Lay out every line from the start of the records down to the one containing "<point>235,228</point>" as a numbered list, including both ends and skipping any blank lines.

--- start of Records supplied ---

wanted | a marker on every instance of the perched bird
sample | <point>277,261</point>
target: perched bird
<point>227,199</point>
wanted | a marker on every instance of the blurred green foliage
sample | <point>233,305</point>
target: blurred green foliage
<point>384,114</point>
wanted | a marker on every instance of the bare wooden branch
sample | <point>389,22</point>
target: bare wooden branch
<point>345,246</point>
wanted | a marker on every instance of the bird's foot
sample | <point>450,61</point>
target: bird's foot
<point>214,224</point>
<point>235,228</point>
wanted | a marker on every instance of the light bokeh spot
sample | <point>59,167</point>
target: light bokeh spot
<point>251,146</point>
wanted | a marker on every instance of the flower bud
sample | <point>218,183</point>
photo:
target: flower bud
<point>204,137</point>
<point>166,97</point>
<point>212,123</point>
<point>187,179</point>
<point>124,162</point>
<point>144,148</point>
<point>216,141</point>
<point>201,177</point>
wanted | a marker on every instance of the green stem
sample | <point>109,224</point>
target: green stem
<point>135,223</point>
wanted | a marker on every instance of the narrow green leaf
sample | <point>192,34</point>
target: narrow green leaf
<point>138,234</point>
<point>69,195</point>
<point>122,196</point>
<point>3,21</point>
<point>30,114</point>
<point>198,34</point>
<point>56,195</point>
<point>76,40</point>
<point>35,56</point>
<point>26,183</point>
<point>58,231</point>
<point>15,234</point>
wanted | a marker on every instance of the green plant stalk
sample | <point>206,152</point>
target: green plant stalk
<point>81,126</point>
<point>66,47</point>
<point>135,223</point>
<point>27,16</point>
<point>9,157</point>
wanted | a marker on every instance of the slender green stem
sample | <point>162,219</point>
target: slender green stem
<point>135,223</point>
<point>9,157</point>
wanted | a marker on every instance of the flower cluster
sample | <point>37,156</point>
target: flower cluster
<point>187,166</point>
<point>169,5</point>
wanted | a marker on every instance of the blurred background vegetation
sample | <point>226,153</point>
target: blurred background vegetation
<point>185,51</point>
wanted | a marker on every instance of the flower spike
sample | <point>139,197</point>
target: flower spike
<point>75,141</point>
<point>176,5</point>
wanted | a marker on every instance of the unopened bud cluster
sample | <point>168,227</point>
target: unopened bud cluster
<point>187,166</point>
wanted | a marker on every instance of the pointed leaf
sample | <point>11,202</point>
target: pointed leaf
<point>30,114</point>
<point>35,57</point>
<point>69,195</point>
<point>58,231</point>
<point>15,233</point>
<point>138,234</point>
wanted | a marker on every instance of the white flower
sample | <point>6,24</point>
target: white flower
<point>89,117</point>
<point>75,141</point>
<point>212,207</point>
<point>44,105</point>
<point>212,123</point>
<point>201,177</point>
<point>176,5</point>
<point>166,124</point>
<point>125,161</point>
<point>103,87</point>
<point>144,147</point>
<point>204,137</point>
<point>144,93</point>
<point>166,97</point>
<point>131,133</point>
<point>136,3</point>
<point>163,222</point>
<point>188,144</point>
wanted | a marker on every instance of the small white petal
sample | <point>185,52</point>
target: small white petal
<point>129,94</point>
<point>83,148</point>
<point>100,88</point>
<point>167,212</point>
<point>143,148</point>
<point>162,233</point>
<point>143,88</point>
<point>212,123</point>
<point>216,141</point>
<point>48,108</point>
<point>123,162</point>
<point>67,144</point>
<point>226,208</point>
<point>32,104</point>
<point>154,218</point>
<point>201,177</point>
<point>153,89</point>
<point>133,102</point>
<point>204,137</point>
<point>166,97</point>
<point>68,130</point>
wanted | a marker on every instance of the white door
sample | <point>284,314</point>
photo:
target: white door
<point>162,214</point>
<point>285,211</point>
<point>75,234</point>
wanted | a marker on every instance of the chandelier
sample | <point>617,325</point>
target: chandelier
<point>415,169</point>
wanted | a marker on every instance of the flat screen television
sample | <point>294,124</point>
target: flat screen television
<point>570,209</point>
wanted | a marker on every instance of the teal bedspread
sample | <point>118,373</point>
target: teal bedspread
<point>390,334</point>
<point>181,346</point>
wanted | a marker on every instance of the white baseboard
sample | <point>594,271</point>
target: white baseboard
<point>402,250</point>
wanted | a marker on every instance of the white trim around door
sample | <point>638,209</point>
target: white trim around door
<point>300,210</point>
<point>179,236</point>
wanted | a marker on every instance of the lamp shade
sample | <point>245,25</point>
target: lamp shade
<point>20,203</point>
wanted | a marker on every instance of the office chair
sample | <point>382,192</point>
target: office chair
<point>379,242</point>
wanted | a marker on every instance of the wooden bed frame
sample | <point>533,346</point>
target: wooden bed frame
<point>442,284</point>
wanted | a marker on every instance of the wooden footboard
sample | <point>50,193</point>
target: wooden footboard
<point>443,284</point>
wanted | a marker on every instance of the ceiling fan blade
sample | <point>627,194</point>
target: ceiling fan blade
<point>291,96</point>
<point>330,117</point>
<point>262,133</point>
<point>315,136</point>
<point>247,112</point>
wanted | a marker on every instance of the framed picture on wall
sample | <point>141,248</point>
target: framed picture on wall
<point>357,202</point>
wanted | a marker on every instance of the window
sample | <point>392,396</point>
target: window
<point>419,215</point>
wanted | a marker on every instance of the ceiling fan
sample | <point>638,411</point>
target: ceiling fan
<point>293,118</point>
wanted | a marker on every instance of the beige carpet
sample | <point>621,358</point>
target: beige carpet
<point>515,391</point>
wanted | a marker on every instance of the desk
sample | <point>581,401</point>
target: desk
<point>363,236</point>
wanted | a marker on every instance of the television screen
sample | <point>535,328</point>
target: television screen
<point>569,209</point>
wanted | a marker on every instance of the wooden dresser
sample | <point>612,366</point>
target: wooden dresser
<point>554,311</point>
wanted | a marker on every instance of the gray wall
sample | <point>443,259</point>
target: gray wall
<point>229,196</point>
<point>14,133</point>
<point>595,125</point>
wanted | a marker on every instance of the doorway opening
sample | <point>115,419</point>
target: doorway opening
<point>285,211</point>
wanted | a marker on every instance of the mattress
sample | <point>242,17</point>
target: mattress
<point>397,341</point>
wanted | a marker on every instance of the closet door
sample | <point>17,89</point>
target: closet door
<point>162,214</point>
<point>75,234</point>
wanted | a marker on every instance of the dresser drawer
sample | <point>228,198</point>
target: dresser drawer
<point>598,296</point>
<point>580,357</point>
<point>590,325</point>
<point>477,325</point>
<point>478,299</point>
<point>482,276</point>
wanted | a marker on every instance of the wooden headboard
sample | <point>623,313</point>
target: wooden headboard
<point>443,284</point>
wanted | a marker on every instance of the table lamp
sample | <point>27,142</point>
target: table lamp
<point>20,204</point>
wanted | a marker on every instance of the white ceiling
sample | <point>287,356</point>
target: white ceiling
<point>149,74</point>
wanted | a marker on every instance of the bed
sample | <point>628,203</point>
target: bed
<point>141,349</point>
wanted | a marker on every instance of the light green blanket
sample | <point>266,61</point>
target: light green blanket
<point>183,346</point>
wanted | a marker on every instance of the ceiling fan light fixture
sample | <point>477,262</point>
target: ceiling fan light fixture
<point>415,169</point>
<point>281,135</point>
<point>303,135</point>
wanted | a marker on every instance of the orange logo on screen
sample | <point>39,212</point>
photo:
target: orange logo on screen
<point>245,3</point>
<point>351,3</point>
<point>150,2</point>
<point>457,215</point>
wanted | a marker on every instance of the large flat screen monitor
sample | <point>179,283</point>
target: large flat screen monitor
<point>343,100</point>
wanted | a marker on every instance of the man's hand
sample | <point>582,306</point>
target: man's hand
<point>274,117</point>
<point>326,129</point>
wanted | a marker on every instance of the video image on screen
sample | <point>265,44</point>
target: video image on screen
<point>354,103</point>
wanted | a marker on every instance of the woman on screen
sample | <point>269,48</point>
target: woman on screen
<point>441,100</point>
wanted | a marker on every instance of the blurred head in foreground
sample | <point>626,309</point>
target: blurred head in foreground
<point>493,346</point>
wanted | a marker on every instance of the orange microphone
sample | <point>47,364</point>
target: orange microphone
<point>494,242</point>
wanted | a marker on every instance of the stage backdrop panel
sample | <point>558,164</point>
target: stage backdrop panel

--- end of Records supplied ---

Expected answer:
1. wanted | a marker on every instance of the perched bird
2. sample | <point>277,261</point>
3. target: perched bird
4. <point>227,199</point>
5. wanted | a marker on every instance of the blurred green foliage
6. sample | <point>233,305</point>
7. target: blurred green foliage
8. <point>384,114</point>
9. wanted | a marker on every instance of the bare wooden branch
10. sample | <point>389,22</point>
11. target: bare wooden branch
12. <point>345,246</point>
13. wanted | a marker on every instance of the bird's foot
14. sample | <point>450,61</point>
15. target: bird's foot
16. <point>214,224</point>
17. <point>235,228</point>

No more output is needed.